▶ [Source passage]:
Saturday, February 13, 2010

We Are The World, Part II

As the mainstream media and Hollywood musicians gear up for another fundraiser for the relief efforts in Haiti with the release now of a recycled "We Are The World" video that was featured during the opening ceremony of the Olympics, there are some that have been heavily involved in questioning once again the official stories with respect to the catastrophy in Haiti last month that, in my opinion, bear a little scrutiny.

Especially with the announcement by the Obama Administration that the United States once again is poised to build another nuclear reactor this time in Georgia (and I hope this one, after being funded - or billed to the deficit - by the American taxpayers isn't again privatized and shares sold on the global stock exchange once again affording foreign ownership of another nuclear reactor in this country) all the while condemning Iran's continued uranium enrichment programs which that country's leadership continues to defend as merely a way for it to also go "nuclear" for its power and energy needs.

I guess I don't really understand politics at all, at this point, since it would appear that since the U.S. has continued to enrich uranium for its power and energy needs, especially with this new announcement, is it not hypocritical then to condemn other nations since we were, after all, the first to go "nuclear" for our power and energy needs to begin with?

Iran's uranium enrichment program may be a threat to the government and people of Israel in that it MAY be used for ulterior motives, but since they also have gone nuclear and have their own stockpile of nuclear weaponry, this debate continues to puzzle not simply me at this point.

Part of the development of nuclear reactors and uranium enrichment also involves nuclear testing and many of such tests have been conducted throughout the world since the discovery of nuclear fission.

The tests are conducted below ground, of course, thus affecting the plates that compose the Earth's subterranean core, as it were, and thus any and all nuclear testing which is done also has the potential of disrupting and shifting some of those plates.

It has also been interesting the involvement of the Hollywood community once again for what occurred in Haiti, and the reports of the deaths which have occurred have varied according to which mainstream media reporting agency is doing the reporting, of course.

With the amount of Americans now homeless and jobless, especially in the West and Southwest, I find the involvement of the Hollywood community on behalf of this effort rather surprising, given that there are as many homeless in our country as have been impacted in Haiti.

If each of those recording artists that donated their time for the "We Are The World" Part II session simply donated 10% of their earnings alone, Haiti could be reconstructed by the end of 2010, I'm sure.

Perhaps getting out of the studio a little more often and looking around, they might decide eventually to do a "We Are The Country" video, you think?

Since the unemployment rate and joblessness in this country is now approaching that of the Great Depression, from all economic indicators. I mean asking the disappearing middle class to kick in their mortgage, grocery or utility payment for Haiti is a little much given what is occurring in this country at this time.

The increases now also in violent personal and property crimes and loss of lives staggering, and increasing also by the year since there are many truly desperate people out there who have truly lost everything they had and their homes and not due to "nature" or malfeasance in nuclear testing, but greed of the U.S. government and its banksters, whether foreign or domestic.

And why are all those agencies that are involved simply requesting cash, instead of blankets, water and food to aid these victims ala Katrina, when it is now well known that a great deal of the relief monies sent by the American people to help with that relief effort never went to the victims at all, but those individuals and agencies now using disasters, natural or otherwise, as economic stimulators of their own?

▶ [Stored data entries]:
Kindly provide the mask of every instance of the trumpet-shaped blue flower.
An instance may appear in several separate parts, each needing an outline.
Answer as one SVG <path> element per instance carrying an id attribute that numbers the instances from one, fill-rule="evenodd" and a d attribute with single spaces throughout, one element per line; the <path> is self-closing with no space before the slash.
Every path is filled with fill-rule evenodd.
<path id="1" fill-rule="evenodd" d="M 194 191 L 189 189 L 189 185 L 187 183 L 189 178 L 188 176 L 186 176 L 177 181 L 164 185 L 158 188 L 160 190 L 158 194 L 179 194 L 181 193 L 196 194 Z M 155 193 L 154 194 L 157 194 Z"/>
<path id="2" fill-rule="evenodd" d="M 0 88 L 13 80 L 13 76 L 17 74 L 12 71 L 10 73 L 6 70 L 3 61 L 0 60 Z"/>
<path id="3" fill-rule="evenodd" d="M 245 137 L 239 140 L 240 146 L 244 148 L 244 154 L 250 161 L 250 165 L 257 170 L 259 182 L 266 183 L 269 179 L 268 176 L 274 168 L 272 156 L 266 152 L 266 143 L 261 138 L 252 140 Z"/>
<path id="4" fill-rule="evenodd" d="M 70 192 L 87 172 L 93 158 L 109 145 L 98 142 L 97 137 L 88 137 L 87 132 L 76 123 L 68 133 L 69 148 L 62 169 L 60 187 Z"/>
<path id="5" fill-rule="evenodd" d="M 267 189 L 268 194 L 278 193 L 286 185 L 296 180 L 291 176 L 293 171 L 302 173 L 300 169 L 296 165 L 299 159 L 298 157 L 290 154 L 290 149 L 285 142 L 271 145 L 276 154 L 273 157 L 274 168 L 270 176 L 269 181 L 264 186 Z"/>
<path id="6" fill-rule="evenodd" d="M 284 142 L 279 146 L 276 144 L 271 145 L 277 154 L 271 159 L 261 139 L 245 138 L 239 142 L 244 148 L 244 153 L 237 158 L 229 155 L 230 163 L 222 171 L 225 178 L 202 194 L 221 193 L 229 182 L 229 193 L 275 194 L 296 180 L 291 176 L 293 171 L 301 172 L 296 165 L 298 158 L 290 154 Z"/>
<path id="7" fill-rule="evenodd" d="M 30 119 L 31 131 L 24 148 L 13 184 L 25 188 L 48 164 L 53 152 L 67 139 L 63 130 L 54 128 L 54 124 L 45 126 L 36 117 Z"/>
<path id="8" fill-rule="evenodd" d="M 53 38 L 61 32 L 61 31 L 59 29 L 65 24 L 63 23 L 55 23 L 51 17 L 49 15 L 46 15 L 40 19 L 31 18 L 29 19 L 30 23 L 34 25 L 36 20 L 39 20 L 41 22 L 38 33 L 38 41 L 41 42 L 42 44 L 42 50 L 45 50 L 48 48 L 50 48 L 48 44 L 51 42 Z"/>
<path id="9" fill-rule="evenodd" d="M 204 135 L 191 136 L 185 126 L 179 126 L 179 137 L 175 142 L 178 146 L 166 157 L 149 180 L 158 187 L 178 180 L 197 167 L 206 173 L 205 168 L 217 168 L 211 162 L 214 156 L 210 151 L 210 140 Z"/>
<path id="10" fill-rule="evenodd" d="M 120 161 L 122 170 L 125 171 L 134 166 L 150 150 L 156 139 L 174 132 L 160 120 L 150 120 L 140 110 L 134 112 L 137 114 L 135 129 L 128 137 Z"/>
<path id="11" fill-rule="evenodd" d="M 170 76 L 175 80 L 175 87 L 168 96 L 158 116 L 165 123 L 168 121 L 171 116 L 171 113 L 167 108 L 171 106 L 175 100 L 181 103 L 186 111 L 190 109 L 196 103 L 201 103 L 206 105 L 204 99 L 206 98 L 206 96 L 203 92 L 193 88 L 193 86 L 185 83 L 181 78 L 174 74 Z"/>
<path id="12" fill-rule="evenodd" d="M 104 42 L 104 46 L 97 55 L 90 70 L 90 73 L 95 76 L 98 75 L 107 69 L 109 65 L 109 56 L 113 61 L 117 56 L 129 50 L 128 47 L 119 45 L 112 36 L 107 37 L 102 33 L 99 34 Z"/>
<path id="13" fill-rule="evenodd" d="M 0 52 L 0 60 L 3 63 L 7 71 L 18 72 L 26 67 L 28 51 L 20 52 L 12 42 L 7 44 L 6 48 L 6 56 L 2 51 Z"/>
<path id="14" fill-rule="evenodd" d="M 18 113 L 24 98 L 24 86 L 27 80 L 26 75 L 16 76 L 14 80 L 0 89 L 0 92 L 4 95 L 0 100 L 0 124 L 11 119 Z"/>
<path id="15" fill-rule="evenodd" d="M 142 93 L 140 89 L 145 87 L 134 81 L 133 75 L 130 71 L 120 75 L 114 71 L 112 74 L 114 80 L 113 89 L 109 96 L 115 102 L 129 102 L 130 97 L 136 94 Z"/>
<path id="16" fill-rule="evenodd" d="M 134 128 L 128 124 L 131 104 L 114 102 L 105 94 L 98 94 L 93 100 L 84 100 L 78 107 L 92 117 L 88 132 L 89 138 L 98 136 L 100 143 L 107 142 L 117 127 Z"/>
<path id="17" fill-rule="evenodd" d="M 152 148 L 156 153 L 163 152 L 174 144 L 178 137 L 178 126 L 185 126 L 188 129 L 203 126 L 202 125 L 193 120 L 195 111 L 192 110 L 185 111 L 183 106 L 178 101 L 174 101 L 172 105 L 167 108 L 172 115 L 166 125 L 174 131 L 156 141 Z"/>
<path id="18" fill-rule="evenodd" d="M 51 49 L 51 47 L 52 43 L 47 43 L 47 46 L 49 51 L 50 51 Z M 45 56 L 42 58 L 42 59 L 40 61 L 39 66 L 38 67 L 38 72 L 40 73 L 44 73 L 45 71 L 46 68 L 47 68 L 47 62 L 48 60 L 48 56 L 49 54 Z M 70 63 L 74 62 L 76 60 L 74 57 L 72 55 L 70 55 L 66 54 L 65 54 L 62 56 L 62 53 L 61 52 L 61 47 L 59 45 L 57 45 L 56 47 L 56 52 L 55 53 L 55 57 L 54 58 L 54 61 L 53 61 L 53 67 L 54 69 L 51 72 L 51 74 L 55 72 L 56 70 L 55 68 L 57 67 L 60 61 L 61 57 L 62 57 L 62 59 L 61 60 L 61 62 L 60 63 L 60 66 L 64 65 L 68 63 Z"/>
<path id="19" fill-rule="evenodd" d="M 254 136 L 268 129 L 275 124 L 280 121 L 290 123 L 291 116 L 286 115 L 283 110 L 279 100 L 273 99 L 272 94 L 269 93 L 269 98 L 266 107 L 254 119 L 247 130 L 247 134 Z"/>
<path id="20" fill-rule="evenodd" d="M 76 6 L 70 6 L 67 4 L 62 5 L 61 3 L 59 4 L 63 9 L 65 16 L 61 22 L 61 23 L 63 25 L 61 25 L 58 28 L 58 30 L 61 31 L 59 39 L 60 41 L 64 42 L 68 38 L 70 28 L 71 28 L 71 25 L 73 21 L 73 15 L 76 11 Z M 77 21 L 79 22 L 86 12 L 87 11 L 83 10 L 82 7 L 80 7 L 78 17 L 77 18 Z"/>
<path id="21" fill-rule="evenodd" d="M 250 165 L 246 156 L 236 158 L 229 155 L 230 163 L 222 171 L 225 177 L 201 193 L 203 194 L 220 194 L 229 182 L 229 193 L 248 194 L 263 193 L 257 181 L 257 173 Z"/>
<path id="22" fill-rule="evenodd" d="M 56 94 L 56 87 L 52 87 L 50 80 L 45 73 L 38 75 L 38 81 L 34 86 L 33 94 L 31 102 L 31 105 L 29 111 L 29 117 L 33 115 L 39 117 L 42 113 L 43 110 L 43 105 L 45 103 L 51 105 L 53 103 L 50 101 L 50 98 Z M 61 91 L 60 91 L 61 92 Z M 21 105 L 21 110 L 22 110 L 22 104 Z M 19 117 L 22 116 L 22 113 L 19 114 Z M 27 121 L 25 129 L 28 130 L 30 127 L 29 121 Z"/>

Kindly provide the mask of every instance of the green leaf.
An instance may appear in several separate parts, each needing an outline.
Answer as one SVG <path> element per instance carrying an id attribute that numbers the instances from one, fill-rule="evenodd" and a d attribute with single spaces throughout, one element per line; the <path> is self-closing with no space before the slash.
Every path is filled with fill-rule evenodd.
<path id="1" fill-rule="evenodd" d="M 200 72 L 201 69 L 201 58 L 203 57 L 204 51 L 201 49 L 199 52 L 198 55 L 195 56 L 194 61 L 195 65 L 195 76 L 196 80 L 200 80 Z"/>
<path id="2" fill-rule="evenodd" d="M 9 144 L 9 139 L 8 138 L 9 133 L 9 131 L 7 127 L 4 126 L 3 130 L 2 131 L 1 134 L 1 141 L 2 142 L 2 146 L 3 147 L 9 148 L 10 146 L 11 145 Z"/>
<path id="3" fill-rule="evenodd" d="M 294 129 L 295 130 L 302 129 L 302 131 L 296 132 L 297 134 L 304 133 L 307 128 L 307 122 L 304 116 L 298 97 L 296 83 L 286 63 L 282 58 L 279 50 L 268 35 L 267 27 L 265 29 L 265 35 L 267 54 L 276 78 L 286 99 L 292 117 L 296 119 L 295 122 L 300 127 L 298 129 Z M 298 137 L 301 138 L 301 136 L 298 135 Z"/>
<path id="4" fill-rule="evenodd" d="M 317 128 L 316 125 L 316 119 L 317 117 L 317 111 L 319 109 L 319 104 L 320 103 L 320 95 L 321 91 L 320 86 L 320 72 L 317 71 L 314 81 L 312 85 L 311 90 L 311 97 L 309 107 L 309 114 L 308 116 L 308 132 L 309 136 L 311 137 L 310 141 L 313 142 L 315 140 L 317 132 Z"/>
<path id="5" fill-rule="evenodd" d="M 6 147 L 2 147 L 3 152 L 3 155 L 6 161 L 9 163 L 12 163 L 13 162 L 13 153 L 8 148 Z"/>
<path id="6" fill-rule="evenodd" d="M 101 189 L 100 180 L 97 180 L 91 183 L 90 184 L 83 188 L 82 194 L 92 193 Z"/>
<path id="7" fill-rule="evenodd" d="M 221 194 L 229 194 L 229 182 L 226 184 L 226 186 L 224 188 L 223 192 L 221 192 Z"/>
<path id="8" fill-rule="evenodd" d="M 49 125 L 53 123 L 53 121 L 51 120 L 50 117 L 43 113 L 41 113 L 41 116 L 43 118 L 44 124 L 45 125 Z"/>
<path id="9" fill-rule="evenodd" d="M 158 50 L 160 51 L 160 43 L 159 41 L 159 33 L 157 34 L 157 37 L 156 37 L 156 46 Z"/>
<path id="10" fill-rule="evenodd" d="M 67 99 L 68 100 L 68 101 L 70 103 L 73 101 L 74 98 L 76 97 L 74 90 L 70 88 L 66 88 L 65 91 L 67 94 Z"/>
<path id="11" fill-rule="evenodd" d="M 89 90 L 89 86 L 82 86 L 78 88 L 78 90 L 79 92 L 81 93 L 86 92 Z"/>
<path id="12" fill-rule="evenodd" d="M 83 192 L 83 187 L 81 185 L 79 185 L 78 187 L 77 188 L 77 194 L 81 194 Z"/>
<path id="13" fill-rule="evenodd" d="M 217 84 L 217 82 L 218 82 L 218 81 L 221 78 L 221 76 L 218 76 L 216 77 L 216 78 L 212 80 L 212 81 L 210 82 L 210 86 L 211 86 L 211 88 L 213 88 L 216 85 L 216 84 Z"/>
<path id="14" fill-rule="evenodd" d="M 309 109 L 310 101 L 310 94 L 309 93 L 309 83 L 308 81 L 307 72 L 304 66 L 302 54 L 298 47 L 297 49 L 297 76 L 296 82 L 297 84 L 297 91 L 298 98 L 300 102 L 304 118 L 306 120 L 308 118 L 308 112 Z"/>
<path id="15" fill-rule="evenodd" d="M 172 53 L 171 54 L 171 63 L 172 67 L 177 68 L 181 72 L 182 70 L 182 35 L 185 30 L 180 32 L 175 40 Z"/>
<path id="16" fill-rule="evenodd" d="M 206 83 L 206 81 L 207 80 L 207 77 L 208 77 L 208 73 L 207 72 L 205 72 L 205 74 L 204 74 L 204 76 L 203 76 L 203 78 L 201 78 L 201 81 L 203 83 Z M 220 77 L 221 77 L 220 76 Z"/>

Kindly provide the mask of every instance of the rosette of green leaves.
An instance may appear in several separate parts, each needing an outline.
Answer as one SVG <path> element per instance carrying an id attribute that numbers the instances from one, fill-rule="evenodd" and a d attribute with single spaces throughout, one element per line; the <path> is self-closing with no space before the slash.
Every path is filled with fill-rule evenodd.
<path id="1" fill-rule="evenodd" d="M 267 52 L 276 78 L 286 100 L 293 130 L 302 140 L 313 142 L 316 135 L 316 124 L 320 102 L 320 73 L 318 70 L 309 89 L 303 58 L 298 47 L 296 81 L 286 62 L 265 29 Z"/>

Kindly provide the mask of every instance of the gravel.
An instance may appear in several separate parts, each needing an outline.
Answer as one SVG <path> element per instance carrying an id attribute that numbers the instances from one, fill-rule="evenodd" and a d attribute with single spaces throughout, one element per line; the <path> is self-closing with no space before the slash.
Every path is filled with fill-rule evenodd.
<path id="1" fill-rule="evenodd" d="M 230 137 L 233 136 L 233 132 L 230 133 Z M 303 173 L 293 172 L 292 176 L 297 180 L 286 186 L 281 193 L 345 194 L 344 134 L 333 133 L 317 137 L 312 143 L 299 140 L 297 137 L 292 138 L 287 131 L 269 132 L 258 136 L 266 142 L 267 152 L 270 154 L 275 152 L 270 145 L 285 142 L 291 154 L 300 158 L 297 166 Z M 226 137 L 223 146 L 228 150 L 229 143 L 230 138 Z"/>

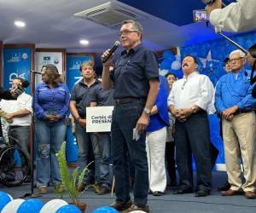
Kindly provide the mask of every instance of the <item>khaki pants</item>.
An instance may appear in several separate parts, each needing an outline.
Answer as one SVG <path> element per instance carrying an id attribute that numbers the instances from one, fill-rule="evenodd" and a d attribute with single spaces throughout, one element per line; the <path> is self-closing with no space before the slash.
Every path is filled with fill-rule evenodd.
<path id="1" fill-rule="evenodd" d="M 256 185 L 255 114 L 241 113 L 231 122 L 223 118 L 225 164 L 232 190 L 254 191 Z M 246 181 L 241 183 L 240 156 Z"/>

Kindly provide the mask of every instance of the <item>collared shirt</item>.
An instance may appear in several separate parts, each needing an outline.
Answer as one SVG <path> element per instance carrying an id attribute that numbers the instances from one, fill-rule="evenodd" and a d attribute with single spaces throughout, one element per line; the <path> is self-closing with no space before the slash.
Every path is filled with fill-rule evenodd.
<path id="1" fill-rule="evenodd" d="M 76 108 L 79 117 L 84 118 L 86 117 L 86 106 L 90 106 L 91 102 L 91 94 L 101 87 L 101 82 L 96 80 L 93 84 L 88 87 L 84 79 L 75 84 L 71 91 L 70 101 L 76 101 Z"/>
<path id="2" fill-rule="evenodd" d="M 240 110 L 253 109 L 255 99 L 252 97 L 250 77 L 242 72 L 230 72 L 220 78 L 216 86 L 215 107 L 218 112 L 237 106 Z"/>
<path id="3" fill-rule="evenodd" d="M 167 98 L 169 94 L 169 85 L 167 79 L 160 76 L 160 89 L 154 105 L 157 107 L 157 113 L 150 116 L 150 122 L 147 128 L 147 132 L 153 132 L 169 126 L 169 115 Z"/>
<path id="4" fill-rule="evenodd" d="M 0 101 L 0 108 L 8 113 L 17 112 L 23 109 L 26 109 L 31 112 L 30 114 L 23 117 L 14 118 L 13 122 L 9 124 L 11 126 L 30 125 L 32 113 L 32 97 L 31 95 L 22 93 L 18 96 L 17 100 L 2 100 Z"/>
<path id="5" fill-rule="evenodd" d="M 90 101 L 96 102 L 98 106 L 113 106 L 114 101 L 113 95 L 113 88 L 104 90 L 102 89 L 102 86 L 97 87 L 91 93 Z"/>
<path id="6" fill-rule="evenodd" d="M 181 109 L 196 105 L 207 110 L 213 95 L 214 87 L 209 78 L 194 72 L 187 78 L 183 77 L 172 84 L 168 106 L 173 105 L 174 108 Z"/>
<path id="7" fill-rule="evenodd" d="M 154 54 L 142 44 L 122 52 L 110 77 L 114 83 L 114 99 L 147 98 L 150 78 L 158 78 Z"/>
<path id="8" fill-rule="evenodd" d="M 64 119 L 68 111 L 69 97 L 68 89 L 63 83 L 54 89 L 50 89 L 45 83 L 39 83 L 34 95 L 34 110 L 37 118 L 42 119 L 46 114 L 54 113 Z"/>

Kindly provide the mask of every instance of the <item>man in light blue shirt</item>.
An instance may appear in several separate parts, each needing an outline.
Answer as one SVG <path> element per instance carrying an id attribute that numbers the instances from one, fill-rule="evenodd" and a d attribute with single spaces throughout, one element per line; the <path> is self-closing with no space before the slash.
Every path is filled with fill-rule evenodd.
<path id="1" fill-rule="evenodd" d="M 256 156 L 255 115 L 250 77 L 242 72 L 246 63 L 241 50 L 230 55 L 232 72 L 223 76 L 216 87 L 215 107 L 222 115 L 225 163 L 231 187 L 223 191 L 230 196 L 244 191 L 246 198 L 255 199 Z M 240 176 L 240 154 L 244 166 L 245 183 Z"/>

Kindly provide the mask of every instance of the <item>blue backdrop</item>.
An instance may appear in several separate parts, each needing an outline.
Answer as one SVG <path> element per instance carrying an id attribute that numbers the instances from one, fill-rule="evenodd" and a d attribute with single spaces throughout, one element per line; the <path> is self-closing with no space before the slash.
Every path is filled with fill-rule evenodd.
<path id="1" fill-rule="evenodd" d="M 247 49 L 251 45 L 256 43 L 256 32 L 235 35 L 230 37 Z M 223 67 L 224 60 L 229 56 L 231 51 L 236 49 L 237 48 L 230 42 L 221 38 L 182 47 L 180 49 L 180 57 L 183 58 L 186 55 L 193 55 L 195 56 L 199 62 L 198 71 L 202 74 L 207 75 L 215 86 L 219 78 L 225 73 Z M 175 61 L 180 61 L 179 57 L 173 55 L 173 54 L 172 55 L 172 52 L 166 50 L 160 61 L 160 69 L 165 70 L 164 73 L 166 72 L 172 72 L 181 78 L 182 72 L 180 67 L 178 66 L 172 66 Z M 177 62 L 176 64 L 177 65 Z M 248 68 L 248 66 L 247 67 Z M 223 141 L 219 136 L 219 119 L 216 115 L 211 115 L 209 120 L 211 140 L 219 151 L 217 164 L 224 164 Z"/>
<path id="2" fill-rule="evenodd" d="M 91 60 L 90 55 L 67 55 L 67 85 L 71 92 L 73 85 L 82 78 L 79 71 L 80 65 L 84 61 Z M 72 135 L 72 126 L 67 130 L 66 142 L 66 156 L 68 163 L 78 161 L 78 145 L 76 138 Z"/>

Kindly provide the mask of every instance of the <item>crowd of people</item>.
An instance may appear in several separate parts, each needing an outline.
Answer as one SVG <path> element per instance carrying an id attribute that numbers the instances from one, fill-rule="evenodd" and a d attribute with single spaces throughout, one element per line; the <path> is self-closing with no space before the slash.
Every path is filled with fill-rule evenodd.
<path id="1" fill-rule="evenodd" d="M 231 52 L 225 59 L 227 73 L 214 89 L 209 78 L 197 72 L 194 55 L 183 57 L 181 79 L 171 72 L 159 76 L 157 58 L 143 46 L 143 27 L 138 22 L 125 21 L 119 37 L 125 50 L 114 64 L 113 55 L 103 63 L 102 79 L 96 78 L 92 63 L 84 62 L 80 66 L 83 78 L 70 93 L 56 67 L 47 65 L 42 69 L 43 83 L 36 87 L 33 100 L 22 94 L 17 100 L 0 102 L 3 118 L 10 124 L 9 135 L 17 137 L 27 155 L 33 103 L 39 193 L 46 193 L 50 182 L 63 190 L 55 153 L 65 140 L 65 121 L 70 111 L 79 147 L 79 167 L 82 170 L 94 158 L 94 169 L 86 173 L 79 191 L 96 183 L 98 195 L 109 193 L 112 161 L 116 200 L 111 206 L 122 212 L 149 212 L 148 193 L 160 196 L 167 185 L 178 186 L 174 194 L 207 196 L 212 168 L 211 108 L 221 118 L 230 185 L 221 194 L 243 192 L 246 198 L 255 199 L 256 100 L 252 96 L 250 74 L 242 72 L 247 59 L 251 60 L 251 66 L 255 66 L 255 59 L 247 58 L 241 50 Z M 255 45 L 251 49 L 255 51 Z M 109 49 L 102 57 L 108 54 Z M 22 81 L 15 78 L 13 86 Z M 14 101 L 12 107 L 8 101 Z M 97 106 L 114 106 L 111 132 L 86 132 L 86 107 Z M 134 138 L 136 131 L 138 138 Z M 192 154 L 196 166 L 195 184 Z"/>

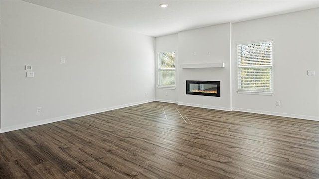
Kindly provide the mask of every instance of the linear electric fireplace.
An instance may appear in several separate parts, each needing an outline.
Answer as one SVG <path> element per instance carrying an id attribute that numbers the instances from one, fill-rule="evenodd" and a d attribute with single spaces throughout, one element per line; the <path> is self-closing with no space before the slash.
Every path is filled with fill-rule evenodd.
<path id="1" fill-rule="evenodd" d="M 220 81 L 187 80 L 186 94 L 220 97 Z"/>

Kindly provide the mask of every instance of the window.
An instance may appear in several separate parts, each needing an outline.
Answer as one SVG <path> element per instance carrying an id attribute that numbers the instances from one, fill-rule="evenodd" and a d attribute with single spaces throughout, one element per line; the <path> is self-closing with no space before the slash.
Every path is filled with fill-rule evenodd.
<path id="1" fill-rule="evenodd" d="M 175 87 L 176 85 L 176 53 L 158 54 L 159 86 Z"/>
<path id="2" fill-rule="evenodd" d="M 238 91 L 272 92 L 273 42 L 237 45 Z"/>

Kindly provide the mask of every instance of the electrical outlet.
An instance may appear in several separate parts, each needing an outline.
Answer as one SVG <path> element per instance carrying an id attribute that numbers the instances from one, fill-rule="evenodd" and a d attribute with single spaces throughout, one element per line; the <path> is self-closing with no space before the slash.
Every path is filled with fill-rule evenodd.
<path id="1" fill-rule="evenodd" d="M 36 113 L 42 113 L 42 108 L 40 107 L 38 107 L 36 108 Z"/>
<path id="2" fill-rule="evenodd" d="M 276 101 L 276 105 L 280 106 L 280 101 Z"/>

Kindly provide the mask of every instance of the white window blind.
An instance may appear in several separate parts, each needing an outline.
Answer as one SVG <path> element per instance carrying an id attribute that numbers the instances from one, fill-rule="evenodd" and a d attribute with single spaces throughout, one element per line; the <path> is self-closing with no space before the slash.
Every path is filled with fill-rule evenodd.
<path id="1" fill-rule="evenodd" d="M 176 53 L 158 54 L 159 86 L 175 87 L 176 85 Z"/>
<path id="2" fill-rule="evenodd" d="M 237 45 L 238 91 L 273 91 L 273 42 Z"/>

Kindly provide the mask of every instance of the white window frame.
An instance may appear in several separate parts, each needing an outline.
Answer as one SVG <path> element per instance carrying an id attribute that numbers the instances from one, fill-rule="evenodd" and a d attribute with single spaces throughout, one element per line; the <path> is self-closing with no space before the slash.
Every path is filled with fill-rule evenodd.
<path id="1" fill-rule="evenodd" d="M 161 59 L 160 59 L 160 56 L 161 56 L 161 54 L 163 53 L 175 53 L 175 68 L 160 68 L 160 61 Z M 157 53 L 157 65 L 158 65 L 158 88 L 165 88 L 165 89 L 175 89 L 176 88 L 176 51 L 163 51 L 163 52 L 158 52 Z M 175 72 L 175 79 L 174 80 L 174 84 L 173 85 L 161 85 L 160 83 L 160 71 L 161 70 L 174 70 Z"/>
<path id="2" fill-rule="evenodd" d="M 263 65 L 242 65 L 240 63 L 240 59 L 241 59 L 241 52 L 240 52 L 240 47 L 242 46 L 243 45 L 254 45 L 260 43 L 271 43 L 271 48 L 270 49 L 270 51 L 269 52 L 270 53 L 270 64 L 263 64 Z M 250 42 L 247 43 L 243 43 L 237 44 L 237 92 L 238 93 L 242 94 L 259 94 L 259 95 L 272 95 L 273 91 L 273 44 L 274 41 L 273 40 L 266 40 L 263 41 L 255 41 L 255 42 Z M 266 89 L 258 89 L 258 88 L 241 88 L 242 85 L 241 83 L 241 69 L 258 69 L 258 68 L 268 68 L 270 69 L 269 70 L 269 86 L 267 86 L 269 88 L 268 90 Z"/>

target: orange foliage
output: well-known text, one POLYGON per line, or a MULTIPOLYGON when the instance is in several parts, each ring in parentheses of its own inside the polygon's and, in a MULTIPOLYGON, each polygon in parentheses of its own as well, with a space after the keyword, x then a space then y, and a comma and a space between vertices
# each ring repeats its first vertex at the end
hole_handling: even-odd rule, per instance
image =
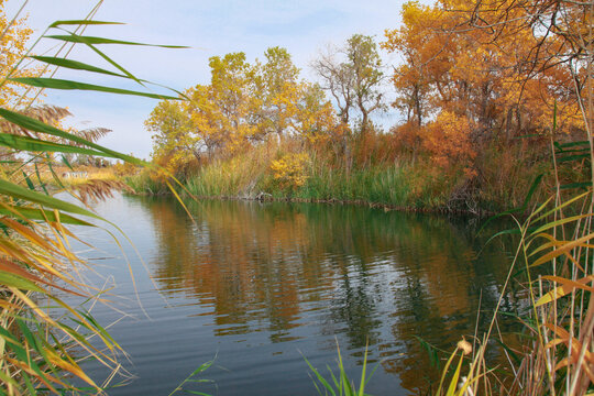
POLYGON ((459 164, 464 166, 466 176, 474 176, 472 162, 476 152, 470 138, 471 130, 471 123, 465 117, 444 111, 424 128, 422 145, 431 154, 436 165, 450 168, 459 164))

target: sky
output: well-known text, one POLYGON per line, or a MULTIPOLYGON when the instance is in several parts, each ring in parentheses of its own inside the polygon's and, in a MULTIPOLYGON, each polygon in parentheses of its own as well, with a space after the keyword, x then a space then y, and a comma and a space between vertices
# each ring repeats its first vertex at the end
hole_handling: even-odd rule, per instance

▶ [Aim of the exercise]:
In the blog post, which state is named as the site of the new nuclear reactor the United States is poised to build?

▶ [Written answer]:
Georgia